There is a new “gentle” framing of infant and toddler sleep “problems” that seems to be going around.  I am happy to announce that it seems to be against crying-it-out and other forms of extinction sleep methods and claims to be looking holistically at the child to get at the root of the sleep problems.  It sounds very much like what I do with families.  However, it also doesn’t and the way it differs has me worried for the families taking part.

The main problem I have with this new approach can be summarized by one of the taglines that is mentioned in it:

“If all your child’s needs are met, sleep will come.”

In a sense it’s nice because it means they aren’t looking at sleep as the actual problem (yeah!), they seem to focus on needs being met (yeah!), but my goodness, does it ever ignore a very strong reality about sleep: Sometimes it doesn’t come (oops!).

Imagine if you are a parent trying to get your baby to sleep and yet she keeps waking at night, not getting this uninterrupted time that you keep hearing will come if only you just met her needs.  So you keep trying harder and harder, doing the things these people tell you that you need to do, as if attachment is built by following rules and once those rules are met, your baby will sleep.  Yet she continues to wake.  At that point, what parent doesn’t suddenly doubt themselves and feel like they are failing their children?


Yet so many kids wake and this is 100% normal.  Heck, up the age of 3 years, waking at night is a normal phenomenon (and likely later, but we have documented normal up to age 3).  You may have the most amazing relationship and your kid will still wake.  There are tons of reasons that can range from something outside your control (e.g., sensory issues) to environmental (e.g., living in a noisier area) to developmental (e.g., she ain’t ready yet).  I’m not suggesting there aren’t times when needs aren’t met and that needs to be addressed, but that’s very different from saying that if all needs are met, sleep will come.

The other danger with this comment is that it creates problems where none may exist.  If you view a child not sleeping as needs not being met, then you will always be looking for what isn’t met and when we look hard enough, we’ll find something and treat it as something even when it’s nothing.  One of the most common concerns that comes up when we talk about attachment and needs is the idea of permissiveness.  If your child isn’t sleeping, one response parents can hear is that they’ve been too permissive in letting their child dictate the terms at night.  This fear of permissive parenting is one that families really struggle with and hits at the core of our struggle to balance attachment, love, responsiveness, and boundary-setting.

WHAT YOU HAVE TO DO: In the infant sleep piece above, condense the paragraph beginning "Yet so many kids wake" into a short bulleted list that keeps its main facts.

SOURCE MATERIAL:
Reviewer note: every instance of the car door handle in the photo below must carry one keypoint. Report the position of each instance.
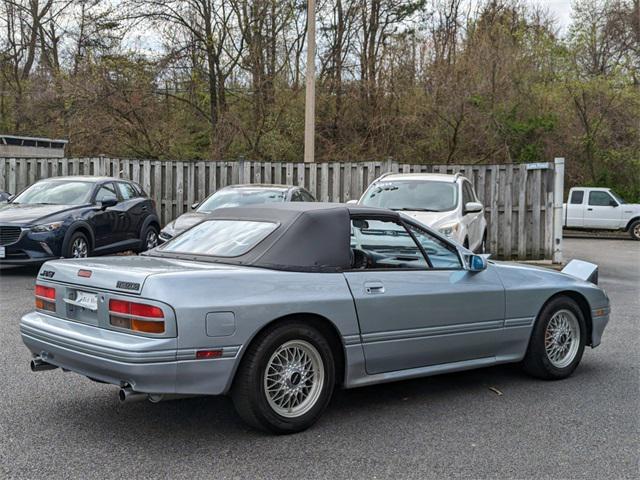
(373, 288)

EXERCISE SOLUTION:
- Night waking is common in children and completely normal.
- It is documented as normal up to age 3, and likely later.
- A child may wake even when the parent-child relationship is excellent.
- Causes include factors outside the parent's control (e.g., sensory issues), environmental factors (e.g., a noisier area), and developmental ones (e.g., the child isn't ready yet).
- Unmet needs sometimes do have to be addressed, but that differs from claiming sleep will come once all needs are met.